DOCUMENT:
------------------------------------------------
For more than fifty years, Salinger has been one of the most elusive figures in American history. All of the attempts to uncover the truth about why he disappeared have been undermined by a lack of access and the recycling of inaccurate information. In the course of a nine-year investigation, and especially in the three years since Salinger’s death, David Shields and Shane Salerno have interviewed more than 200 people on five continents (many of whom had previously refused to go on the record) to solve the mystery of what happened to Salinger.

Constructed like a thriller, this oral biography takes you into Salinger’s private world for the first time, through the voices of those closest to him: his World War II brothers-in-arms, his family, his friends, his lovers, his classmates, his editors, his New Yorker colleagues, his spiritual advisors, and people with whom he had relationships that were secret even to his own family. Their intimate recollections are supported by more than 175 photos (many never seen before), diaries, legal records, and private documents that are woven throughout; in addition, appearing here for the first time, are Salinger’s “lost letters”—ranging from the 1940s to 2008, revealing his intimate views on love, literature, fame, religion, war, and death, and providing a raw and revelatory self-portrait.
------------------------------------------------
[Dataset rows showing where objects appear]
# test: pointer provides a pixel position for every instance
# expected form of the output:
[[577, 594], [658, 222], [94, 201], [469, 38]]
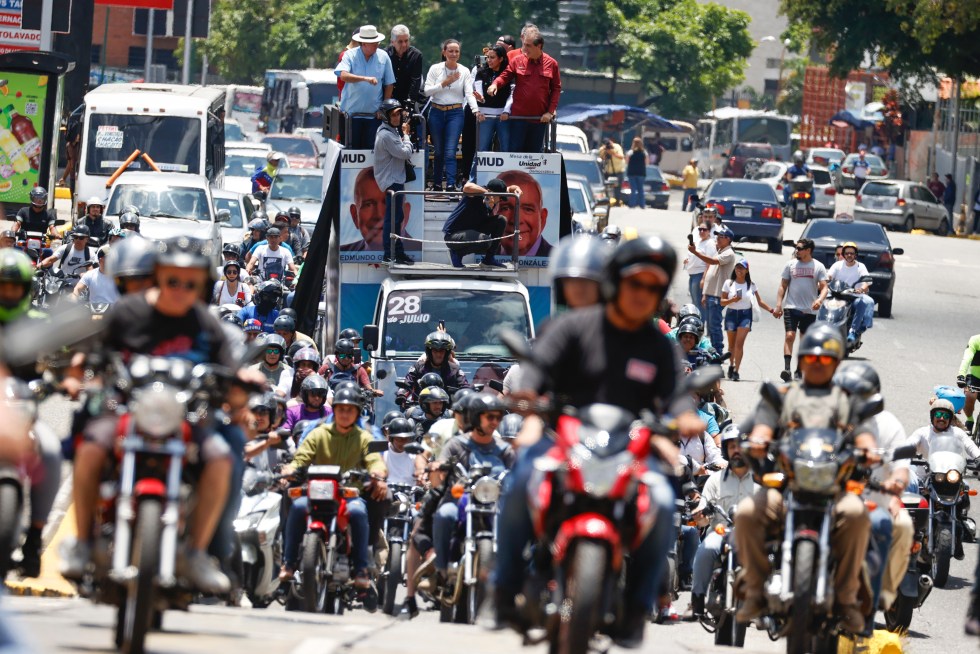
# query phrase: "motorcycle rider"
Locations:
[[341, 443], [168, 318], [37, 217], [265, 305], [812, 402], [438, 349], [891, 525], [849, 271], [612, 353], [798, 169], [724, 489]]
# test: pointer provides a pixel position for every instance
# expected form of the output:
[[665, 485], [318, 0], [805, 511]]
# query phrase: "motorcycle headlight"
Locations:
[[158, 410], [817, 477], [486, 490]]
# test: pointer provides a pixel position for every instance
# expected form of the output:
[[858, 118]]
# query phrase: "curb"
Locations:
[[50, 583]]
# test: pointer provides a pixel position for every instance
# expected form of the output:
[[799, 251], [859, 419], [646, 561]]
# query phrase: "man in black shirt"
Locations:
[[475, 221], [614, 354], [406, 61], [37, 217]]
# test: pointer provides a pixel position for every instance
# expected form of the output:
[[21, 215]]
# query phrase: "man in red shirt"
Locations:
------------------------------------------------
THE EXERCISE: Reproduce word for word the stretch of the Salinger passage that begins at the words "Constructed like a" and stops after "and revelatory self-portrait.".

THE REPLY:
Constructed like a thriller, this oral biography takes you into Salinger’s private world for the first time, through the voices of those closest to him: his World War II brothers-in-arms, his family, his friends, his lovers, his classmates, his editors, his New Yorker colleagues, his spiritual advisors, and people with whom he had relationships that were secret even to his own family. Their intimate recollections are supported by more than 175 photos (many never seen before), diaries, legal records, and private documents that are woven throughout; in addition, appearing here for the first time, are Salinger’s “lost letters”—ranging from the 1940s to 2008, revealing his intimate views on love, literature, fame, religion, war, and death, and providing a raw and revelatory self-portrait.